[Data Boundary: Start]

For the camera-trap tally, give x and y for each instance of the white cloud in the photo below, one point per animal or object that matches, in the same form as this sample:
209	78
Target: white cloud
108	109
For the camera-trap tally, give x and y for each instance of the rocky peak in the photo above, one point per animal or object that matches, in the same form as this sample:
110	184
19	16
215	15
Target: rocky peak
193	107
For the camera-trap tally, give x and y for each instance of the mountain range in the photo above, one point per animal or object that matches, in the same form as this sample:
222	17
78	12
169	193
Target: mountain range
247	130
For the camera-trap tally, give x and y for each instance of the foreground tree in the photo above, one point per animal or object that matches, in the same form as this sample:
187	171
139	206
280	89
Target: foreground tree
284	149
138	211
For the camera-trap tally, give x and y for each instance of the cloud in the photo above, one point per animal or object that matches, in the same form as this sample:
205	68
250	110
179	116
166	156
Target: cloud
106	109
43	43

[Data Boundary: End]
[Data Boundary: Start]

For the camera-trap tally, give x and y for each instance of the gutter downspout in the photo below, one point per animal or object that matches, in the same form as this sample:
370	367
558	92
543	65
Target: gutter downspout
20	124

[Data Boundary: End]

What you should do
From the listing above, return every line that contains the word "below".

Answer space
For the camera-trap tally, give x and y for each instance of the white cloud in the photo below, one point per animal or object that matches, in the same form as this sample:
For the camera-trap tally, give x and y for each instance of the gutter downspout in the photo below, one point per animal or object that matches, in the same form as this sample:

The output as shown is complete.